Aim -> Copy the data from the line with "Object to locate: heart-shaped red padlock" up to and including the line with "[653,374,676,400]", swapping "boat porthole" for "ship window" and keeping everything else unchanged.

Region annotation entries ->

————————

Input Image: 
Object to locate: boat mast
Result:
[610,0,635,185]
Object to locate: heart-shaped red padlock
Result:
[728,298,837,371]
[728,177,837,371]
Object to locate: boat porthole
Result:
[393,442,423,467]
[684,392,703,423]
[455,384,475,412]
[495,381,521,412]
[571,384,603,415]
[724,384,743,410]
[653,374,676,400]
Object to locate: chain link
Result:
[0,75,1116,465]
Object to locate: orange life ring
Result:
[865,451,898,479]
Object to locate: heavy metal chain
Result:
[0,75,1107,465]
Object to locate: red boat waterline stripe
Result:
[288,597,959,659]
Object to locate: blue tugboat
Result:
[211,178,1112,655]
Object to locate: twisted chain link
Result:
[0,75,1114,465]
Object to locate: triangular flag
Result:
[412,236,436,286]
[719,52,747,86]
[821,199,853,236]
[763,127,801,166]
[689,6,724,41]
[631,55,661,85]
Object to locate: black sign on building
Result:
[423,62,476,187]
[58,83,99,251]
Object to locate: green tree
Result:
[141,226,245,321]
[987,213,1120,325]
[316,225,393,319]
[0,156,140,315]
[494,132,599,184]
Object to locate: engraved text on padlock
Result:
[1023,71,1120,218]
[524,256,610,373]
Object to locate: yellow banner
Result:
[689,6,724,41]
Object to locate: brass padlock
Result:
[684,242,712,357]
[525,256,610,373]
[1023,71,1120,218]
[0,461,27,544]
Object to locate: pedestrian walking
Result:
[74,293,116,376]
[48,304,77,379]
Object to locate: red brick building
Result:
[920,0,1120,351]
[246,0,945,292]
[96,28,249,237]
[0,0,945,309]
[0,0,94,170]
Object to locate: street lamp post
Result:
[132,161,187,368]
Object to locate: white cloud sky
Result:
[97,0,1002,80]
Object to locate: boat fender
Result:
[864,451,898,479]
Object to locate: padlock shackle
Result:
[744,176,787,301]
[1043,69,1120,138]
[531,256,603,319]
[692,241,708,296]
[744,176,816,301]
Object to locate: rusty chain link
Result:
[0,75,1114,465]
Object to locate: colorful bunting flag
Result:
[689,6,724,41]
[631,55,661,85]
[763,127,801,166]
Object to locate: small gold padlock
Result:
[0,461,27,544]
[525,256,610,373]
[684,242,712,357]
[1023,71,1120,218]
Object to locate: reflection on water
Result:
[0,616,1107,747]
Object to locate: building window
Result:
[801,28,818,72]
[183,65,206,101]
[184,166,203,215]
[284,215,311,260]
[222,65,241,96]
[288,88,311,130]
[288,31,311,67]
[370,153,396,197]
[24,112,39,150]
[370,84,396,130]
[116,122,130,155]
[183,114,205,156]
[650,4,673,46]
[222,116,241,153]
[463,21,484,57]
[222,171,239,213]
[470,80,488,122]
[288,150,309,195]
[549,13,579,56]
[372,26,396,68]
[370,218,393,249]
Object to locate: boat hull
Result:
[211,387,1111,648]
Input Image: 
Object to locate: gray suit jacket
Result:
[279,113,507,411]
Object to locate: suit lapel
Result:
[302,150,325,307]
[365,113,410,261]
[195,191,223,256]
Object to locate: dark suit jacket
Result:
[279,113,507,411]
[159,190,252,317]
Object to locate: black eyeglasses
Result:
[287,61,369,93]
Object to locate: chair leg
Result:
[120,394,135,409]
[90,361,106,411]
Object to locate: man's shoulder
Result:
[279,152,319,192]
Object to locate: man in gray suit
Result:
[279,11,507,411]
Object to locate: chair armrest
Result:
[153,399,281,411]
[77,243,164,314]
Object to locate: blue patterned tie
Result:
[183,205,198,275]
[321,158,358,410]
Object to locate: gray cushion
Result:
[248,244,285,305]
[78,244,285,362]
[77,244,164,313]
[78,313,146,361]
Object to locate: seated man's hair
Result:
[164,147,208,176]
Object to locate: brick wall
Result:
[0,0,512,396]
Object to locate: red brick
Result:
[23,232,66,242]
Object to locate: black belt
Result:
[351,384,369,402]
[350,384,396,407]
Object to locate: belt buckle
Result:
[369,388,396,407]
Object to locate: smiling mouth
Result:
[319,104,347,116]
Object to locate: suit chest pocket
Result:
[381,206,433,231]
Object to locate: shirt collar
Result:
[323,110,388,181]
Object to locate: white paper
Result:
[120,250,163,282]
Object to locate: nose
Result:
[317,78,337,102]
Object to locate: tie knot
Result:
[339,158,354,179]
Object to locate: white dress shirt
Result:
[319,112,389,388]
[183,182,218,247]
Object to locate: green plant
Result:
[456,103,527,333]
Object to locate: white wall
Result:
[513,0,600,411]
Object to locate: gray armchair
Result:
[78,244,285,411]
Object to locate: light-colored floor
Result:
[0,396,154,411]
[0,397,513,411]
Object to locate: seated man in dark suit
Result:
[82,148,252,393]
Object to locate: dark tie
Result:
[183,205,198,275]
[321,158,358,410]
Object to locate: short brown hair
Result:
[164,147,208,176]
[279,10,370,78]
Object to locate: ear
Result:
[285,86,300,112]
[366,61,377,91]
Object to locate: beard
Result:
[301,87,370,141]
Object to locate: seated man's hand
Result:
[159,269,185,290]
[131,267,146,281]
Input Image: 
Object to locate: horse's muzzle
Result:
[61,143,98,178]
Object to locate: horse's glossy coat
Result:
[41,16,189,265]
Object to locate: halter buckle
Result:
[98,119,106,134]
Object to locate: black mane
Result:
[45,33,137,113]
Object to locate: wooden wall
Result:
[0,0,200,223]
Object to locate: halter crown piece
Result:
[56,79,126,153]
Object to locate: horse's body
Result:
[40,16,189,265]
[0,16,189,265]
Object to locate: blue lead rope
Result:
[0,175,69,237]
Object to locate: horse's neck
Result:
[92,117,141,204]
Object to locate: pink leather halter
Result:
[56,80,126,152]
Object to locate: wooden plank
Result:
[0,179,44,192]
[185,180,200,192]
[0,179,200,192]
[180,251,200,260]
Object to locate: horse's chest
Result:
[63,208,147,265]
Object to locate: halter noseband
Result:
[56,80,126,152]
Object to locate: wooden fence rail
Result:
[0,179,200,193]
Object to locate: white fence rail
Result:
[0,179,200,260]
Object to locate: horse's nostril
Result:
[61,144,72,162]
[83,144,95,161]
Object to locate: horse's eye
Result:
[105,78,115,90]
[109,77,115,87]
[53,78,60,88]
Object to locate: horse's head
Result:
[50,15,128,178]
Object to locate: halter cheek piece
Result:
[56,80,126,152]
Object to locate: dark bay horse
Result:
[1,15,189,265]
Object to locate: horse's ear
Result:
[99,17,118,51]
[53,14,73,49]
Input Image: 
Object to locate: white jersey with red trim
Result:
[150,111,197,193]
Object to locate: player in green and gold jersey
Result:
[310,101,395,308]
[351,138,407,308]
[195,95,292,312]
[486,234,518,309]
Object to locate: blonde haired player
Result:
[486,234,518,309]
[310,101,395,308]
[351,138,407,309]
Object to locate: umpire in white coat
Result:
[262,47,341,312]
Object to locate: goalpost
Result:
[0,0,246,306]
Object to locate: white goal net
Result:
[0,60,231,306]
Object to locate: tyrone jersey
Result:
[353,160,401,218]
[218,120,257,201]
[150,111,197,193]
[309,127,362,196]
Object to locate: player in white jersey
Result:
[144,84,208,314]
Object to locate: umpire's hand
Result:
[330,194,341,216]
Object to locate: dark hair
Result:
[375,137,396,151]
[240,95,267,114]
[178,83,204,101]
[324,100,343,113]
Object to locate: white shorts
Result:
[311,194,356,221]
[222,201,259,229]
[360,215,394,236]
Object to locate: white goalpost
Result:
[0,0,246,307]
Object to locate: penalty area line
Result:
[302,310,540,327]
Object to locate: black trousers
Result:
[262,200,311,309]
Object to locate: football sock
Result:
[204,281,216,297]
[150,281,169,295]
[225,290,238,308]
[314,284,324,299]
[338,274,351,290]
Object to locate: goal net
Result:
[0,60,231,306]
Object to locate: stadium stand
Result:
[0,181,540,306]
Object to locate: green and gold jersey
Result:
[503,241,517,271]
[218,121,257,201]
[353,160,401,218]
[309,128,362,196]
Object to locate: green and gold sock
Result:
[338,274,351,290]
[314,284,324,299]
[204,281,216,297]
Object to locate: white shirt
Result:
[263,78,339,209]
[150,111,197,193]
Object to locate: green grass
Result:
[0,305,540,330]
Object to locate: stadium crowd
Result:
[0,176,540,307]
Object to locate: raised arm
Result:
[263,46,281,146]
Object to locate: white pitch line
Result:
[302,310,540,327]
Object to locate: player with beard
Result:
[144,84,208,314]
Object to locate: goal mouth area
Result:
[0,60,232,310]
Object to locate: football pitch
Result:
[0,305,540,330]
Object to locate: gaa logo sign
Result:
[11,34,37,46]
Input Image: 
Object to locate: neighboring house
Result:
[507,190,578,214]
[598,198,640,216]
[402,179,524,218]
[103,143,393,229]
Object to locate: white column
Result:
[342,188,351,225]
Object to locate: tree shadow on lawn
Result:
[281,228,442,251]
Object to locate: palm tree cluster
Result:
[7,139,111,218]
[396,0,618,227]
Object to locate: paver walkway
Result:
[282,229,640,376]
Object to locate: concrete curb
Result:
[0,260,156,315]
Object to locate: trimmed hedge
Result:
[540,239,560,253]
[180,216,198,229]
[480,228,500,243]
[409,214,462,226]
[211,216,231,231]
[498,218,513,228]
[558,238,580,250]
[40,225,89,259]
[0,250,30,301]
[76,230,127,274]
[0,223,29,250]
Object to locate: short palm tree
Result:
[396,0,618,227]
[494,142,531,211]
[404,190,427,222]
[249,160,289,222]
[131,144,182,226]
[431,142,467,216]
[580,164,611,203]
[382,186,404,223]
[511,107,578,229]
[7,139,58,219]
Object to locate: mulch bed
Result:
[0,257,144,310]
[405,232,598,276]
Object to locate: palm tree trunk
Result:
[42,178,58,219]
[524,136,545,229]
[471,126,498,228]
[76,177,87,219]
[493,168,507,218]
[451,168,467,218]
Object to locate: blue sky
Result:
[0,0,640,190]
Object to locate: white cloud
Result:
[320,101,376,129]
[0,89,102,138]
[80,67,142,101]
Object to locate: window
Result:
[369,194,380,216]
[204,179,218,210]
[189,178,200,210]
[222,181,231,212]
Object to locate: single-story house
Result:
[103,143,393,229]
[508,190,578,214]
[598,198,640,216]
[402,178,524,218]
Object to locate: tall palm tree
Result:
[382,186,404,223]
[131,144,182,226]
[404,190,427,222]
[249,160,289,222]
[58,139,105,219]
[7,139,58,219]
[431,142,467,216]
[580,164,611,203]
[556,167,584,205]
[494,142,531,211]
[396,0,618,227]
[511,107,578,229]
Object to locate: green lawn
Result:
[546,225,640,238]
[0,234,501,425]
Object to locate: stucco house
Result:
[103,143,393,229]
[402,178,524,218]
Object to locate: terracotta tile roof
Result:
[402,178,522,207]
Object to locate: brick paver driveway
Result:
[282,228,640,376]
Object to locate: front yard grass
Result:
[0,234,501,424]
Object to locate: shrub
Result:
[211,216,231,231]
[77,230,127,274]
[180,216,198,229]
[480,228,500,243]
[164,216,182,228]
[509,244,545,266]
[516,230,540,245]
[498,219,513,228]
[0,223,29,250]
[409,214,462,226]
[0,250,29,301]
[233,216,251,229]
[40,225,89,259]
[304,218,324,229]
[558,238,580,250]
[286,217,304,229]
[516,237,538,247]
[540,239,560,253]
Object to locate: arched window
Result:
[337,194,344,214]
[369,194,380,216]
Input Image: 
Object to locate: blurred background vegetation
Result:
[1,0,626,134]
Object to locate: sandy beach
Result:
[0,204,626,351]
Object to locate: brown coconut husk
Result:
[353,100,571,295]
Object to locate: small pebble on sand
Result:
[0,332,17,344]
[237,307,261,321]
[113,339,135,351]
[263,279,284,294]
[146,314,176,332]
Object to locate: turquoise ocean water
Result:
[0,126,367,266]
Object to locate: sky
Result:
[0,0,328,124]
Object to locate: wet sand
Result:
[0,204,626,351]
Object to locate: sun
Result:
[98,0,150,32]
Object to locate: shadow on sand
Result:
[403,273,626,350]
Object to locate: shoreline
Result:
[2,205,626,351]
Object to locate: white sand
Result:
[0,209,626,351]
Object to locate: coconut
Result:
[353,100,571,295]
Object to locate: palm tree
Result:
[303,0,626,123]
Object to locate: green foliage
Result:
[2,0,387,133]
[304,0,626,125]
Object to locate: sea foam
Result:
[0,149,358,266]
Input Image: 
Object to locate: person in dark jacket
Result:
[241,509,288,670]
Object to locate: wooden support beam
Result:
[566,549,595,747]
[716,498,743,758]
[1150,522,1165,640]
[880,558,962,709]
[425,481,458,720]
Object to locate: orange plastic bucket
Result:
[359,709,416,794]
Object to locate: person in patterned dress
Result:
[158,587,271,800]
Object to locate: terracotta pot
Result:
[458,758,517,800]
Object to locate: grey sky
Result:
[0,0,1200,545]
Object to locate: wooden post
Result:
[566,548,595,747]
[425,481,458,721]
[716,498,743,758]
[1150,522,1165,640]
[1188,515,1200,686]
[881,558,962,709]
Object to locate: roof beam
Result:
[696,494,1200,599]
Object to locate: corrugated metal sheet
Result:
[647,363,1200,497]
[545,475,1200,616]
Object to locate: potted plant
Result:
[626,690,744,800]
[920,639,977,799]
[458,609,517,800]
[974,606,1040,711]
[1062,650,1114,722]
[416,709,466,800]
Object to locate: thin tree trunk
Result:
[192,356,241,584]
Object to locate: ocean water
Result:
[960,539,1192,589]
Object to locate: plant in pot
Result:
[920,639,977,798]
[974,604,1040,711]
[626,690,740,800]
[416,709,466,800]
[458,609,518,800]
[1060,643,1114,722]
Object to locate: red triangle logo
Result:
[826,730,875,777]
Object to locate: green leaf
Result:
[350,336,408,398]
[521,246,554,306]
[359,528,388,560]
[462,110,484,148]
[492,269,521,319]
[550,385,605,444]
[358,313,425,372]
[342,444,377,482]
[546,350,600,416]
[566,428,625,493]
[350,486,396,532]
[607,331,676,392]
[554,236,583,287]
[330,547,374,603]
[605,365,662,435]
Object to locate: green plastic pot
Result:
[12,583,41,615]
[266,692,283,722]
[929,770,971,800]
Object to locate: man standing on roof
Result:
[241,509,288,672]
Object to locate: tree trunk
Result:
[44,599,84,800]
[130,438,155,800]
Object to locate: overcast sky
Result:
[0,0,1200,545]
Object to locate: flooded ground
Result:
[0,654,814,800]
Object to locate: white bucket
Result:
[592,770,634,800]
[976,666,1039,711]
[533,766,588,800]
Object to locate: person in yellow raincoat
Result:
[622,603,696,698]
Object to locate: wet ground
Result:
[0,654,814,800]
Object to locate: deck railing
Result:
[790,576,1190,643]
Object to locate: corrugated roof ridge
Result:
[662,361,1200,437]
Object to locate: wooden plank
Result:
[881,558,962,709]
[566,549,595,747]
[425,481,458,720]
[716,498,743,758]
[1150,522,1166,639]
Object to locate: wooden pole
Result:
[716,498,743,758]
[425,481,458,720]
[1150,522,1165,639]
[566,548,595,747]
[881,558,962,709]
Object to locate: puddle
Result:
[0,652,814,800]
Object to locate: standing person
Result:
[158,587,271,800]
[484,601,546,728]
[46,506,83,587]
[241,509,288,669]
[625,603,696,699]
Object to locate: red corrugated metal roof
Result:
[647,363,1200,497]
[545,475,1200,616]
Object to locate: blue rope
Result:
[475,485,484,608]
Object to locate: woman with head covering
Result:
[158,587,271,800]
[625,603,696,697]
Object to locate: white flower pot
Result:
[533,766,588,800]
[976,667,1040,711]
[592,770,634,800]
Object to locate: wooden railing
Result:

————————

The response ->
Object to locate: heart-shaped red padlock
Result:
[728,298,837,371]
[728,177,837,371]
Object to locate: ship window
Result:
[393,442,423,467]
[684,392,703,423]
[455,384,475,412]
[495,381,521,412]
[571,384,603,415]
[724,384,743,410]
[653,374,676,400]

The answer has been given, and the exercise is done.